Metin>
☆ ☆ ☆

Diğer yandan Olkiluoto 3 için durum çok farklı gerçekleşmiştir. Orijinal hedef inşaat izni aldıktan sonra dört yıl içinde ünitenin şebekeye bağlanması, bundan  yaklaşık 4 ila 5 ay sonra da santralın TVO'ya teslim edilmesiydi. Bu hedef tarihin üzerinden bugün itibariyle neredeyse 7 yıl geçtiği halde tesis halen müşteriye teslim edilebilmiş değildir. Bu büyük gecikmenin sebepleri arasında aşağıdakiler sayılabilir:

  • Türünün ilk örneği olacak dev bir tesis için çok iddialı ve gerçekçi olmayan bir proje takvimi öngörülmesi,

  • İnşaat başlamadan önce santral tasarımının tamamlanmamış olması ve ön mühendislik çalışmalarının yetersizliği,

  • Deneyimli tasarımcıların sayısının azlığı,

  • Böylesine bir büyük inşaat projesinde çalışma tecrübesine sahip alt yüklenicilerin azlığı, proje yönetimindeki deneyim eksikliği, ve

  • Dünya çapında nitelikli ekipman üreticilerinin azalmış olması.

 

Tedarikçilerin Ülkedeki Lisanslama Sistemini İyi Anlayamamış Olması

Lisanslama otoritesi STUK; 1970'li yıllardan beri, uluslararası işbirliğinden alınan bilgilere dayanarak Finlandiya için çok sıkı ve kaliteli bir ulusal lisanslama altyapısı oluşturmuştu.  Son 20 yılda işletme halindeki tesislerinin modernizasyonu için yapılan planları ve yeni nükleer santral üniteleri için fizibilite çalışmalarını gözden geçirilmişti.  Bu tür incelemeler sırasında farklı NPP tasarımları üzerine geniş bir tecrübe kazanmıştı.

STUK; Olkiluoto 3'ün güvenlik değerlendirmeleri, tasarımın gözden geçirilmesi ve nükleer projede görev yapan kuruluşların yönetim sistemlerininin denetlenmesi için kendi personeline güvenmeyi seçmişti. STUK'un saha, yapı ve bileşenlerin denetimleri için de kendi personeli bulunmaktaydı.

☆ ☆ ☆

Kayıtlı Veriler>
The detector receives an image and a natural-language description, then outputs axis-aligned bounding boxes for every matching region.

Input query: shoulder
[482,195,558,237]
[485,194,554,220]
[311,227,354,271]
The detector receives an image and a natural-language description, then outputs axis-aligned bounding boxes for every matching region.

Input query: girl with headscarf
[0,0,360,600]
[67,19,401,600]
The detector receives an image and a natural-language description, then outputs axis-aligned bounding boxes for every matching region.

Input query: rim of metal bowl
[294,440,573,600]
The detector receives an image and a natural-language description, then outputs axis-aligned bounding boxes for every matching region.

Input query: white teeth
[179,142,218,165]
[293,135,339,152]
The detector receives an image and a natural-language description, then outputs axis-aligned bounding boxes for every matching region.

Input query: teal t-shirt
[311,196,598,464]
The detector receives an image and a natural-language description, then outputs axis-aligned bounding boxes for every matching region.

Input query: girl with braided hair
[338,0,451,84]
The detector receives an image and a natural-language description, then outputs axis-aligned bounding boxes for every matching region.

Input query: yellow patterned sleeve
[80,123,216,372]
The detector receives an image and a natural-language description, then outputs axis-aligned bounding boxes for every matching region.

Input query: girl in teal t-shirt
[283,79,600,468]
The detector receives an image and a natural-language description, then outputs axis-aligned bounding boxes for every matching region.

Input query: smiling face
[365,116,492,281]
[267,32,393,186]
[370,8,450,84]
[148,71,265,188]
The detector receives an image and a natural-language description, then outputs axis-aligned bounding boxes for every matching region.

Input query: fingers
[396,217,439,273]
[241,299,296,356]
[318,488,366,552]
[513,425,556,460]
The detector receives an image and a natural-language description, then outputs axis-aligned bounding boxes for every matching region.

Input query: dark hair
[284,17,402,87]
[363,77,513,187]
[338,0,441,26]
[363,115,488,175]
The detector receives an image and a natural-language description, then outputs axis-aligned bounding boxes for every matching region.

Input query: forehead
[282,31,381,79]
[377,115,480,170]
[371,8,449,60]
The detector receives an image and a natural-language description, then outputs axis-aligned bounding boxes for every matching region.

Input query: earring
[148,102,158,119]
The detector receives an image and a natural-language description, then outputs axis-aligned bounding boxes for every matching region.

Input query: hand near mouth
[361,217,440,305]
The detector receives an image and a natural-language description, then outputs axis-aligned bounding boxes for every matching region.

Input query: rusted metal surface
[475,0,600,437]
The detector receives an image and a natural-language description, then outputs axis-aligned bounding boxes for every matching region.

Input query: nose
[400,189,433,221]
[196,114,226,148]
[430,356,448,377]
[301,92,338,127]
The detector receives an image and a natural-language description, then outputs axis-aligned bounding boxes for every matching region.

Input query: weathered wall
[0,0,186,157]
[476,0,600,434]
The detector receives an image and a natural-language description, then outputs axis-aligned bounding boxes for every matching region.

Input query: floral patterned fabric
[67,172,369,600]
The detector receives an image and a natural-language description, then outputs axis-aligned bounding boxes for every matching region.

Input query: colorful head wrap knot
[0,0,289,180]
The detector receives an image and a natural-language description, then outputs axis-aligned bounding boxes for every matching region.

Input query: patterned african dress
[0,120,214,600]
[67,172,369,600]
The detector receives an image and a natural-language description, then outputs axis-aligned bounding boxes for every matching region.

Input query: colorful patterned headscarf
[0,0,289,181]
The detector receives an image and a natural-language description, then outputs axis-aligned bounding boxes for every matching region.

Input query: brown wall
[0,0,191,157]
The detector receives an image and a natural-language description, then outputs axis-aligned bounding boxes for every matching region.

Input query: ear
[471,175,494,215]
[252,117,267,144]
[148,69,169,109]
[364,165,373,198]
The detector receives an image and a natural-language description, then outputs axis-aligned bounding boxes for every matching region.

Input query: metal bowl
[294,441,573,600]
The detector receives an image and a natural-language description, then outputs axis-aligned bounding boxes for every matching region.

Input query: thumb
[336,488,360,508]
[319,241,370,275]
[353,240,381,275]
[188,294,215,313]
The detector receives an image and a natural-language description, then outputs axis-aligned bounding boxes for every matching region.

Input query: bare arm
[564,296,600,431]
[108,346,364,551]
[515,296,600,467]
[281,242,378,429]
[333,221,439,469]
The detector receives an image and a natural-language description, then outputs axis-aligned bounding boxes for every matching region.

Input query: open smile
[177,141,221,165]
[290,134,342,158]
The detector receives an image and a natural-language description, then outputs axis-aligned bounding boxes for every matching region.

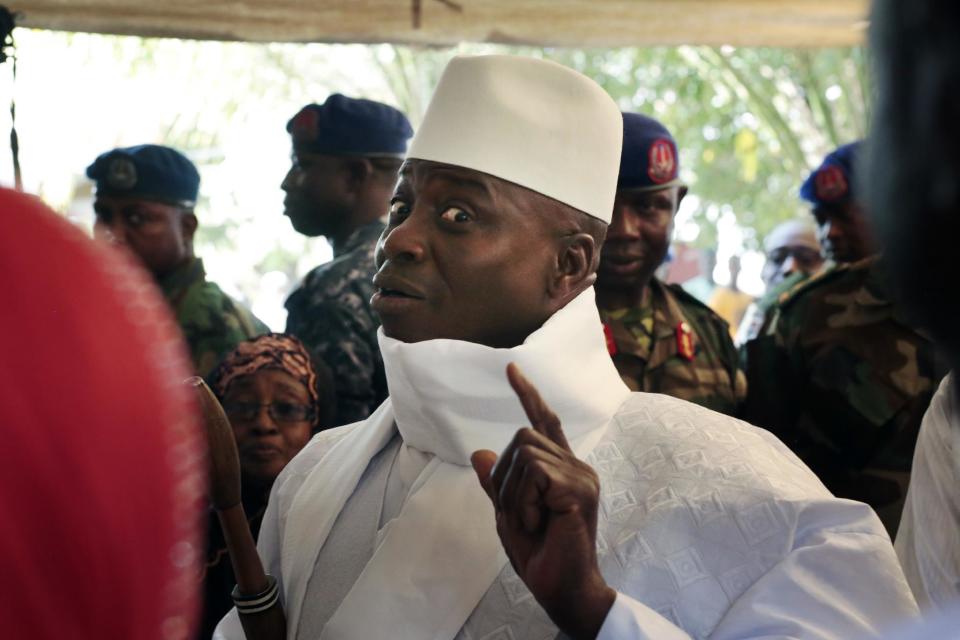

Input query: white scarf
[281,288,630,640]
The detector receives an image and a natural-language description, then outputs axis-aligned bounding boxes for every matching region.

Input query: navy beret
[87,144,200,206]
[800,141,860,206]
[617,113,682,189]
[287,93,413,158]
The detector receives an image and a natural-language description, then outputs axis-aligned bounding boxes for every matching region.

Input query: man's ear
[180,210,199,242]
[547,232,600,308]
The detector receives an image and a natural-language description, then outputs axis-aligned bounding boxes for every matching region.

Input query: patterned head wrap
[210,333,320,422]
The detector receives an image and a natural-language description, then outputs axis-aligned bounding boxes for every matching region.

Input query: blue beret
[87,144,200,206]
[287,93,413,158]
[800,141,860,206]
[617,113,682,189]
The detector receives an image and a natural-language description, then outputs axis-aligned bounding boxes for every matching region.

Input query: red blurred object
[0,190,205,640]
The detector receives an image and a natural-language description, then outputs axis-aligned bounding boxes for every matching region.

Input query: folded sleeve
[708,516,918,640]
[597,593,690,640]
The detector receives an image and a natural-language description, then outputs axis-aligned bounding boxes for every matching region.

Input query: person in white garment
[864,0,960,616]
[218,56,917,640]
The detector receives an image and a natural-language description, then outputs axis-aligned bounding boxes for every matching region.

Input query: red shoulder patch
[676,322,696,362]
[603,322,617,357]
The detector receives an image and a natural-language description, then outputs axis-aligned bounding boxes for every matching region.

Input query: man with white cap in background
[220,56,916,640]
[734,220,824,345]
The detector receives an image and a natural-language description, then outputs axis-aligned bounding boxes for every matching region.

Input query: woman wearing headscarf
[200,333,335,638]
[0,189,205,640]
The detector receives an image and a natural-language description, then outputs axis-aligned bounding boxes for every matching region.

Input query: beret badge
[647,138,677,184]
[107,157,137,189]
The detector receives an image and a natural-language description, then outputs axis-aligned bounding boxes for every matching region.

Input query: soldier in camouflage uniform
[282,94,413,424]
[596,113,746,415]
[745,148,945,535]
[87,145,269,375]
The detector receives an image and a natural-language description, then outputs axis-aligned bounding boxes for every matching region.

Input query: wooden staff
[187,377,287,640]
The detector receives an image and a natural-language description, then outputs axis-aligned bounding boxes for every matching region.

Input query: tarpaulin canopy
[8,0,869,47]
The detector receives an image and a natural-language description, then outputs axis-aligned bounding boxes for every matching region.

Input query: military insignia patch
[107,156,137,189]
[603,322,617,356]
[814,165,850,202]
[676,322,696,362]
[647,138,677,184]
[290,109,320,142]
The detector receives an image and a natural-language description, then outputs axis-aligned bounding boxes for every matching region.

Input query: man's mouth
[373,273,426,300]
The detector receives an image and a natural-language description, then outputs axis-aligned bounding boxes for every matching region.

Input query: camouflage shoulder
[664,283,729,331]
[756,271,810,312]
[302,244,377,297]
[771,263,859,309]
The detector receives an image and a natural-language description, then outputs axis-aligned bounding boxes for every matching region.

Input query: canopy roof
[15,0,869,47]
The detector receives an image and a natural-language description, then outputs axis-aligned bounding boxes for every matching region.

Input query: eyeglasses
[223,402,314,422]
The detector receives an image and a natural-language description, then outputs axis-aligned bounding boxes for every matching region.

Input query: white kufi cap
[407,56,623,223]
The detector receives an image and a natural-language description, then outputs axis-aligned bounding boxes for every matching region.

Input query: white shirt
[896,373,960,609]
[219,292,917,640]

☆ ☆ ☆

Görevler>
a. Olkiluoto 3 metnine göre orijinal hedefte ünitenin, inşaat izni alındıktan sonra kaç yıl içinde şebekeye bağlanması öngörülüyordu?
b. Olkiluoto 3 metnindeki "STUK'un saha, yapı ve bileşenlerin denetimleri için de kendi personeli bulunmaktaydı." cümlesini İngilizceye çevirin.
c. Olkiluoto 3'teki gecikmeleri anlatan metni, son cümlesinden sonra sürdürün.

Sıralı Sonuçlar>
a. Dört yıl içinde.

b. STUK also had its own staff for inspections of the site, structures and components.

c.
Areva ile STUK arasında yaşanan en büyük sıkıntı STUK'un dünyada eşi benzeri olmayan düzenleyici yaklaşımı olmuştur. Fin lisanslama altyapısına göre, santral yapı ve bileşenlerinin kalitesi, lisanslama otoritesi tarafından çok erken aşamalarda çok sıkı bir şekilde denetlemesini içermektedir. Finlandiya'da 1. ve 2. güvenlik sınıfında bulunan bütün standart dışı ekipmanlar için (örneğin vanalar, pompalar, elektrik motorları dışındaki ekipmanlar), tasarım, imalat bilgileri ve kalite kontrol yöntemlerini içeren inşaat planlarının hem santral sahibi hem de lisanslama otoritesi tarafından onaylanması gerekmektedir. Finlandiya'da bu onay işlemi imalat ve inşaata başlamadan önce yapılmakta, imalat ve inşaat sırasında da belirli denetleme aşamaları bulunmaktadır.  Finlandiya'da belirlenen sıkıntılar giderilinceye kadar imalat veya inşaat süreçlerinin durması gerekmektedir. Bu yaklaşıma 1970'li yıllardaki Finlandiya'ya nükleer santral satan Sovyetler Birliği ve İsveç'li santral tedarikçileri alışmak zorunda kalmıştı. Fakat AREVA böylesine kapsamlı bir değerlendirme ve denetim uygulamasına alışkın değildi.

Olkiluoto 3 projesinde ortaya çıkan önemli husulardan bir tanesi de, "sadece ulusal kalite ve güvenlik gerekliliklere ve düzenleyici kılavuzlara" atıfta bulunmanın bu gereksinimlerin doğru bir şekilde  anlaşılmasını garanti etmeyeceği olmuştur. Bu gerekliliklerin doğru anlaşıldığının garanti altına alınması ve bunların nasıl sağlanacağı yönünde karşılıklı anlayışın oluşturulması büyük önem taşımaktadır.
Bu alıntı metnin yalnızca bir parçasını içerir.